Each record is to be copied exactly as written.
:: Entries shown
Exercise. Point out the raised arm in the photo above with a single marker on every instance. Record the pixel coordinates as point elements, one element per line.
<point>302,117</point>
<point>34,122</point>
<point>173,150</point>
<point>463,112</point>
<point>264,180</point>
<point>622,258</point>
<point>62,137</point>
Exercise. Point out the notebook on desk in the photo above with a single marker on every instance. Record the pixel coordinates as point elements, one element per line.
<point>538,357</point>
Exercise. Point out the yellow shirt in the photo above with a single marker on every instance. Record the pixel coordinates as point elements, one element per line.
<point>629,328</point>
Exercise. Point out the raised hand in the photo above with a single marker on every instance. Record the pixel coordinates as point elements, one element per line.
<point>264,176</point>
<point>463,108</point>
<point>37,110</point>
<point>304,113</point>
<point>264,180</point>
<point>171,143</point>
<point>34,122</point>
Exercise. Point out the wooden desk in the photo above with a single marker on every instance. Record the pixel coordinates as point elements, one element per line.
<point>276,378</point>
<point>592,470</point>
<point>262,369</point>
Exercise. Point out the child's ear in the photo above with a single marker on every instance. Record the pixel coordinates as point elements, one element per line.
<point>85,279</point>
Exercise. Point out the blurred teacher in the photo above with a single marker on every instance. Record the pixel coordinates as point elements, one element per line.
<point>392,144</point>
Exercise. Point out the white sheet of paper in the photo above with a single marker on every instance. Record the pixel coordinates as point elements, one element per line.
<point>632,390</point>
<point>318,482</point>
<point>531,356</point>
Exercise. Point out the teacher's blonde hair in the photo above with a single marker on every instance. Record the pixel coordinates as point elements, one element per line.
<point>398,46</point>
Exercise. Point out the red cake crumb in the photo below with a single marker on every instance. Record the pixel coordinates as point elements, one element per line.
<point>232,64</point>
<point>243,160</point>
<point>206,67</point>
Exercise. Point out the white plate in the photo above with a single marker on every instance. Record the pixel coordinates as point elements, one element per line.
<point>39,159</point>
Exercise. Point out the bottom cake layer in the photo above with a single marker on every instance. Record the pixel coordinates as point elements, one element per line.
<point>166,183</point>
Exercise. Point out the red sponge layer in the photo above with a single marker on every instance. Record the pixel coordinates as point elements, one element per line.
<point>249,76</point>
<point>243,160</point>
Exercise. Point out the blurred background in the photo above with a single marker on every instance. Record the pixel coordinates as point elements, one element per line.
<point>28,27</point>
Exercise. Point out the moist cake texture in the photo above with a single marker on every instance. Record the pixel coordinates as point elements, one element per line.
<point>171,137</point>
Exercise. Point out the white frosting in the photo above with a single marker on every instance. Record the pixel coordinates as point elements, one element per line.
::::
• Exercise result:
Exercise. Point out the raised arm in the photo above with a single marker on every instance. Record the pixel coordinates as point elements, one element per line.
<point>302,117</point>
<point>34,122</point>
<point>173,150</point>
<point>463,112</point>
<point>264,180</point>
<point>622,258</point>
<point>62,137</point>
Exercise. Point out the notebook on desk in the photo above with a single marker on every instance. Record the pixel coordinates as point elements, one element per line.
<point>538,357</point>
Exercise. Point out the yellow shirt in the photo above with a single marker on every instance. Record the pixel coordinates as point elements, one element per line.
<point>629,328</point>
Exercise. Point out the raised hand in the photo above with a single marker on every instance. Record the pixel coordinates as point elements, one element per line.
<point>264,176</point>
<point>463,108</point>
<point>37,110</point>
<point>304,113</point>
<point>264,180</point>
<point>171,143</point>
<point>34,122</point>
Exercise. Point out the wooden desk in the photo above with a single marker on every instance. Record the pixel coordinates as point elements, one element per line.
<point>276,378</point>
<point>592,470</point>
<point>262,369</point>
Exercise. Point out the child's ear in the photo above with a single marker on every instance. Record the pixel coordinates as point elements, one element per line.
<point>85,279</point>
Exercise. Point out the blurred teacher in the photo above with a single marker on every instance. Record the pixel coordinates as point elements, one element per line.
<point>392,144</point>
Exercise. Point out the white sheet of paper in the photo above with a single marker on every instance. Record the pixel coordinates as point elements, one element per line.
<point>632,390</point>
<point>318,482</point>
<point>531,356</point>
Exercise. Point out the teacher's blonde hair in the photo above with a single marker on every instance. Record the pixel coordinates as point elements, one element per line.
<point>398,46</point>
Exercise. Point out the red cake crumb in the photo below with a single marker on every instance. Record the pixel coordinates as point elements, one element per line.
<point>232,64</point>
<point>243,160</point>
<point>206,67</point>
Exercise. Point out the white plate in the photo above with a single marker on every instance. Record the pixel coordinates as point elements, one element per line.
<point>39,159</point>
Exercise. Point out the bottom cake layer in the photo above with a single marker on every instance. Record the pixel coordinates as point elements, one element per line.
<point>166,183</point>
Exercise. Point out the red sponge layer in the photo above with a single marker on every instance. Record the pixel coordinates as point elements, one element per line.
<point>249,76</point>
<point>243,160</point>
Exercise. Point out the blurred background in the photo above with a single marker on every instance. Record the pixel coordinates as point elements, one element per line.
<point>28,27</point>
Exercise. Point out the moist cake texture in the photo above with a single marker on every instance. Record the pixel coordinates as point elements, one element per line.
<point>171,137</point>
Exercise. Point out the white frosting in the photo above with a single marker on every instance. Record the pixel coordinates as point elements, one element per line.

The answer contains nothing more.